**Activity**
The lines to return are the one containing "the green vegetation" and all that follow it in the entries below, duplicated exactly and nothing else.

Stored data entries
Segment Open

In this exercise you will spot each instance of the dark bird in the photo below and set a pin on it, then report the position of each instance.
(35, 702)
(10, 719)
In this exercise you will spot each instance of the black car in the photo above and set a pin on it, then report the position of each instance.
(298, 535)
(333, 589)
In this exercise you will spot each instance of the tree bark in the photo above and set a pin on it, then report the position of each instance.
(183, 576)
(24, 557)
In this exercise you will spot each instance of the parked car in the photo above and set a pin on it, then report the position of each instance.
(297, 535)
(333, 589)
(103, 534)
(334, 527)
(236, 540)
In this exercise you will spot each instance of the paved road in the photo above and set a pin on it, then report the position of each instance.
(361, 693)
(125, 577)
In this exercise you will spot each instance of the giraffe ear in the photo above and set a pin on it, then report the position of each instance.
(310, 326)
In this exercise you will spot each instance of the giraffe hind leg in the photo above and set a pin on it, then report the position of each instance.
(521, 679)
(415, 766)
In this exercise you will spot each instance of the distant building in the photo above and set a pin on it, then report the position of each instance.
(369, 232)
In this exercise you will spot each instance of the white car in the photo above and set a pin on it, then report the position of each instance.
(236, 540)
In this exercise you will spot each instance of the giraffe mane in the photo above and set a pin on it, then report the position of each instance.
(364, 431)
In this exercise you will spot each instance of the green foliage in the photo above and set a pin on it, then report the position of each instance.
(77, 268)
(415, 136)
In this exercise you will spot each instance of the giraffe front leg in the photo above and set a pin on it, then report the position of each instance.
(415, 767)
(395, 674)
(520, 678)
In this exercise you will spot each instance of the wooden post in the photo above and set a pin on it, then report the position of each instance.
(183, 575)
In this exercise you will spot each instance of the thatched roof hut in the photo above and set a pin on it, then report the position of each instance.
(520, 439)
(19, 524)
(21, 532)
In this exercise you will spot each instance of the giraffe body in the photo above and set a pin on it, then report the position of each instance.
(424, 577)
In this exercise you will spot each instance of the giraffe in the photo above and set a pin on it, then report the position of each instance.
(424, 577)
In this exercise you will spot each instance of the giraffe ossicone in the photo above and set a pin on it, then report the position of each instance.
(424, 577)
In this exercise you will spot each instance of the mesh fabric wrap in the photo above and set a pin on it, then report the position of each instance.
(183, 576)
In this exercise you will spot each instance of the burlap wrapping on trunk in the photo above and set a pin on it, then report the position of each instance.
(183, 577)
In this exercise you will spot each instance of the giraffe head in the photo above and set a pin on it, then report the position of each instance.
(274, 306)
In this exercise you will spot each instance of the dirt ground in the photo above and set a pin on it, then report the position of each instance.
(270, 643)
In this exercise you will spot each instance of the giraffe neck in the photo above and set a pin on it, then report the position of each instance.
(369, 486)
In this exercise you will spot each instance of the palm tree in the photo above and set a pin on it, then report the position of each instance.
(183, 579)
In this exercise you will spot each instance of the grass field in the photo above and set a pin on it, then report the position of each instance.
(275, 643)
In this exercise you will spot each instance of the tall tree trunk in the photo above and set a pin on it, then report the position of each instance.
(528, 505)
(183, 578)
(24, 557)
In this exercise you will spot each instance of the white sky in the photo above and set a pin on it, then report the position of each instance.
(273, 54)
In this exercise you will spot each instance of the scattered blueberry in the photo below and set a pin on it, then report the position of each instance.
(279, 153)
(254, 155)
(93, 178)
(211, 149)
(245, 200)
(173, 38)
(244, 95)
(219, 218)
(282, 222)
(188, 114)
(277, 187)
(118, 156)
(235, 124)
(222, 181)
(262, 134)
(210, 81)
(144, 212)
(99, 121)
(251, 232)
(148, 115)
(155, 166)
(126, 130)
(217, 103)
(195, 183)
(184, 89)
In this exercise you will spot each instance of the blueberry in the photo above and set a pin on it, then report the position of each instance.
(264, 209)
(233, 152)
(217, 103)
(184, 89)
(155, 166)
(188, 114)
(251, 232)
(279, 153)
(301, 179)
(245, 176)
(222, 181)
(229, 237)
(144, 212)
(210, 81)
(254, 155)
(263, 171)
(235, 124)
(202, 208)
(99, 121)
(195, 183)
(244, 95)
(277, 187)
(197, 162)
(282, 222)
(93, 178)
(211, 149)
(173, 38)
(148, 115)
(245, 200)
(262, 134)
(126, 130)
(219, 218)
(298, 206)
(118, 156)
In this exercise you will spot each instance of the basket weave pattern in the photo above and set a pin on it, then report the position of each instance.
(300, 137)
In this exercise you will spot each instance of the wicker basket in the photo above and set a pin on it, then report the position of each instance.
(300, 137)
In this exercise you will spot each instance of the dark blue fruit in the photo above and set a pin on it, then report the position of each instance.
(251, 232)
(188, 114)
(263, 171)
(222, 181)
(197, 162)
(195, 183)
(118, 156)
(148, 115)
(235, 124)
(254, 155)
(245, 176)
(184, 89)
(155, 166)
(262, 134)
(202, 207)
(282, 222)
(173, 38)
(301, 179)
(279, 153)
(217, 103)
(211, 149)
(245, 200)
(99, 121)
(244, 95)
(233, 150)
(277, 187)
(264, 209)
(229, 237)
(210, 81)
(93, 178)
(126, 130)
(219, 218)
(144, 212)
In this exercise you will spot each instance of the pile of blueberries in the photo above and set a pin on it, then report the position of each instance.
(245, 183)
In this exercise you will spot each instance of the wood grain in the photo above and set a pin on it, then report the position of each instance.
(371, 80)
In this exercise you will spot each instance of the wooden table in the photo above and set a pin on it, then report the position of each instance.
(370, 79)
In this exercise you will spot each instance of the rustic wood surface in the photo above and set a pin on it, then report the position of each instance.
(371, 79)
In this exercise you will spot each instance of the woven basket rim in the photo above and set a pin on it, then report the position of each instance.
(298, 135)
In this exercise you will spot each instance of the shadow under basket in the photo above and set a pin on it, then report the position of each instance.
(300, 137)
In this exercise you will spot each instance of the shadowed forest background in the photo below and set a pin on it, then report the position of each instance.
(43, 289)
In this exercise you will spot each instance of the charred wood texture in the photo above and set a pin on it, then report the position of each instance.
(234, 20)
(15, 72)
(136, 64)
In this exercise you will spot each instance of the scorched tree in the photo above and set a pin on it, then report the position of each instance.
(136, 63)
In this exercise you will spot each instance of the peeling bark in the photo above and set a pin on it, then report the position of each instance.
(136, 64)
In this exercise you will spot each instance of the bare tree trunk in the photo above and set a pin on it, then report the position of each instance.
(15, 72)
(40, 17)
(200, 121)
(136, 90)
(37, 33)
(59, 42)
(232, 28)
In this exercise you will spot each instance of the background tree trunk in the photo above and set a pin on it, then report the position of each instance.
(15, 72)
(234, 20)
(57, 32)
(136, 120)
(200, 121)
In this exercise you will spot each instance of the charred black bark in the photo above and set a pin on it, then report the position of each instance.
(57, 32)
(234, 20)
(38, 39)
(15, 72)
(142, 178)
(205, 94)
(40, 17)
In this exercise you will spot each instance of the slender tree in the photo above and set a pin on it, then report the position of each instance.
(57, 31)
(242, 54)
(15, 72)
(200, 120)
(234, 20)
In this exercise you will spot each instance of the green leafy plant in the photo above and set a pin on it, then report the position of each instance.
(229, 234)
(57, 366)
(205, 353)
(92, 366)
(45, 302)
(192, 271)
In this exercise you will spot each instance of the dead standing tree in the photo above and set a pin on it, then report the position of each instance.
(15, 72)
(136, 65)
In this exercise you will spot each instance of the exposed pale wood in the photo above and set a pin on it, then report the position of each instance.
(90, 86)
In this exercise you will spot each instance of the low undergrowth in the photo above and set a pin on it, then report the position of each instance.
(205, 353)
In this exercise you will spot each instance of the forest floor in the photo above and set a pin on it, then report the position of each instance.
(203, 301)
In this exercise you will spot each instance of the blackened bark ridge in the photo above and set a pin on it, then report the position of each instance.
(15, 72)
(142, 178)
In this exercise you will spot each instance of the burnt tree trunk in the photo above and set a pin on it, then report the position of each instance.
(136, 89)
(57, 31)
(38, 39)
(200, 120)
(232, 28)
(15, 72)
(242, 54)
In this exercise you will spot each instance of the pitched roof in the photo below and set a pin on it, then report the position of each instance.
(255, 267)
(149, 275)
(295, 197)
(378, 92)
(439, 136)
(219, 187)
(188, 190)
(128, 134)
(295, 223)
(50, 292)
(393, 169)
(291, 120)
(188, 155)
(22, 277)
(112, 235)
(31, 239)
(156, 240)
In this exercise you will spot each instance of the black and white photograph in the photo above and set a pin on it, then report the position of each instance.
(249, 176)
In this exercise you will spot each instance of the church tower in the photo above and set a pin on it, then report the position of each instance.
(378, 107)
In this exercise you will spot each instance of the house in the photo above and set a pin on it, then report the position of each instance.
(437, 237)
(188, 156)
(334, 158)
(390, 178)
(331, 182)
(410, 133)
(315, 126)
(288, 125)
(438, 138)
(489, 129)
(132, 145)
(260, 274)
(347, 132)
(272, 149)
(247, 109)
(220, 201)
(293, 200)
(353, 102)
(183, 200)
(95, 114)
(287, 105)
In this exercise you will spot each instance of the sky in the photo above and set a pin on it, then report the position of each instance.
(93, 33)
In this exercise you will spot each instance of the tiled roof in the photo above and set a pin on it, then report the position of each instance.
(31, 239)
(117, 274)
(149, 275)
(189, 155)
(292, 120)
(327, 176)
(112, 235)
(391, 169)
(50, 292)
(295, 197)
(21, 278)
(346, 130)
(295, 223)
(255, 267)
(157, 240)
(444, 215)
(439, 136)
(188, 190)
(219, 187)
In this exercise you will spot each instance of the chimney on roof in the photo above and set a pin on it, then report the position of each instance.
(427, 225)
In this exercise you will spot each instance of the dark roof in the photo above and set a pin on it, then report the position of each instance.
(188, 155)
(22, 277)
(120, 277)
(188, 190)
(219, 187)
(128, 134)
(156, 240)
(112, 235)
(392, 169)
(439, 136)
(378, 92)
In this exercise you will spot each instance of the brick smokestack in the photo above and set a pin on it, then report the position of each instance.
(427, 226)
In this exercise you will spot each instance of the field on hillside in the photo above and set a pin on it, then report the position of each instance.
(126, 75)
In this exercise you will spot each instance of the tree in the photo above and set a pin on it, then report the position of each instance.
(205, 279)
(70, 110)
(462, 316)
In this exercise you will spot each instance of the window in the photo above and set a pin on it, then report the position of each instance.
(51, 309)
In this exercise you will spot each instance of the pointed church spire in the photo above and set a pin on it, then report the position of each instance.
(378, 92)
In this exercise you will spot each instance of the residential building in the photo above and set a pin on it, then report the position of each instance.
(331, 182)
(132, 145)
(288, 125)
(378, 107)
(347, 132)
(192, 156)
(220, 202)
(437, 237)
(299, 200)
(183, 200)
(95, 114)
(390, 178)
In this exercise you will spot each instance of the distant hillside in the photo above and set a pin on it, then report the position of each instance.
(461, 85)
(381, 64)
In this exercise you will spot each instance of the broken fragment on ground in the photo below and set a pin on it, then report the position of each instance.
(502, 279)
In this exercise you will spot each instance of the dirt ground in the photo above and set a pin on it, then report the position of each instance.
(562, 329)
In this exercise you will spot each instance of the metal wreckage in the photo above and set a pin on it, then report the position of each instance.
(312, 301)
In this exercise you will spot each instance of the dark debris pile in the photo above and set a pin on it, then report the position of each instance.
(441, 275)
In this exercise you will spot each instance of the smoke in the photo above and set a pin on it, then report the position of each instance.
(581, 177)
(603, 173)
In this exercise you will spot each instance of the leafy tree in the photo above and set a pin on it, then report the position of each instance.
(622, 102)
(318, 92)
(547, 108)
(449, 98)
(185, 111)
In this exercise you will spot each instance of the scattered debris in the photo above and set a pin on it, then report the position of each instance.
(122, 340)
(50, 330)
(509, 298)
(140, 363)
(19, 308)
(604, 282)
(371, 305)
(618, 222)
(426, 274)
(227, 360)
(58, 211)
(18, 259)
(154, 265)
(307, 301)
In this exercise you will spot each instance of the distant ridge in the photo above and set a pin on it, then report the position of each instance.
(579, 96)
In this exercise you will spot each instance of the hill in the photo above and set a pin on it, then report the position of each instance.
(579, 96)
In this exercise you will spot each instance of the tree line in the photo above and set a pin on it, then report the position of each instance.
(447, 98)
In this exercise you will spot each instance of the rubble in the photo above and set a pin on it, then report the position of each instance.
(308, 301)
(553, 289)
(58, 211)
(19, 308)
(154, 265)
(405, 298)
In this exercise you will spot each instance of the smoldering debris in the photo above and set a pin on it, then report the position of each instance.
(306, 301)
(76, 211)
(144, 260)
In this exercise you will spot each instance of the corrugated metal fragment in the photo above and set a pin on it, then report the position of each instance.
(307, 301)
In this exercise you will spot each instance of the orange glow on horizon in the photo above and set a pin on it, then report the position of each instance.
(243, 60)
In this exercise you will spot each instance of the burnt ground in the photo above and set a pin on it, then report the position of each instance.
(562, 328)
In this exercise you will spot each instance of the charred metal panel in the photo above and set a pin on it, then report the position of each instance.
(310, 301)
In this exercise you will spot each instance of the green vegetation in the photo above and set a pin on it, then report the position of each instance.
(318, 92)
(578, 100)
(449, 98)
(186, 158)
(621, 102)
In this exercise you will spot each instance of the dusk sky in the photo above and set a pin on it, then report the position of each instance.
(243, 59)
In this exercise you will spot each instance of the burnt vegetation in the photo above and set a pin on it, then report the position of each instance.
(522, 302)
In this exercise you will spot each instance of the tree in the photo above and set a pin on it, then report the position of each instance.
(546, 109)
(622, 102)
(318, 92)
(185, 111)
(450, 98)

Segment Closed

**Response area**
In this exercise you will spot each instance of the green vegetation in the photo above and set a pin on it, then report the position of each instance.
(318, 92)
(578, 100)
(449, 98)
(186, 158)
(621, 102)
In this exercise you will spot each instance of the dusk sky in the photo above and set a pin on it, then report the position of each instance.
(243, 59)
In this exercise you will spot each instance of the burnt vegetation in the photo above and set a pin on it, then report the position of each instance.
(522, 302)
In this exercise you will spot each instance of the tree in the photo above and set a pin on it, then report the position of each instance.
(546, 109)
(622, 102)
(318, 92)
(185, 111)
(450, 98)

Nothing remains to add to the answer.